The lower part of the series is of unknown age. It has its most complete development in the Miomaffo region and the succession of strata in this region has been compared by VAN WEST (1941, p. 24-25) with similar deposits in southern Celebes, SE-Borneo (Alino Formation), and Central and NW-Borneo (so-called "Danau Formation"). On the ground of these comparisons, which should only be used in a tentative way, a Permian age might be considered. A Triassic age might also be considered, the Permian rocks of which the age could be determined by fossil evidence being all deposits of shallow water depth 1). This lower part of the series in the Miomaffo region is mainly composed of radiolarian cherts, while in connection with them breccias, which are associated with igneous rocks (albite diabases) occur close to the contact with the crystalline schists. The fragments in the breccias are derived from quartz keratophyres, keratophyres, quartz- amphibole albitites, albitite diabases, and spilitic rocks. The contacts of the Lower Palelo Series with the underlying crystalline schists and the overlying upper part of the series are usually characterized by a crushed zone of several metres. In the Mollo region, the lower part of the series seems to have a scanty development.
The upper part of the Palelo Series has a much larger extension. Its age is partly fixed by the presence of the Globotruncana fauna, which points to an upper-cretaceous age of the parts in which this fauna occurs. In the Mollo region numerous (probably oxfordian) inocerams indicate an upper-Jurassic age for a certain part of the series. At some places the series seems to continue into the Eocene (TAPPENBECK, 1939, p. 49; VAN WEST, 1941, p. 33). The rocks are mainly graywackes, graywacke sandstones, tuffs, marls, shales and conglomerates, all containing volcanic material in varying quantities. Intercalated lava flows are found abundantly in the Mollo region. The conglomerates are for the greater part composed of schist fragments and, as far as the conglomerates have been studied in detail (TAPPENBECK, 1938, p. 33-34), the fragments of other rocks can safely be assumed to be derived from lower parts of the Palelo Series 2). The analysis of these conglomerates shows that rock series, which now occur in the neighbourhood, were not exposed in the region where the Palelo Series was deposited."
Portuguese Timor (See fig. 24 on plate 3 for the location of the geographical names).

### Material
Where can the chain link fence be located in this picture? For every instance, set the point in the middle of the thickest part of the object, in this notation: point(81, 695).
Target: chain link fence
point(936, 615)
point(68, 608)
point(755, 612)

### Request
According to the Palelo Series passage, which fossils in the Mollo region indicate an upper-Jurassic age for part of the series?

### Response to the exercise
Numerous inocerams, probably Oxfordian.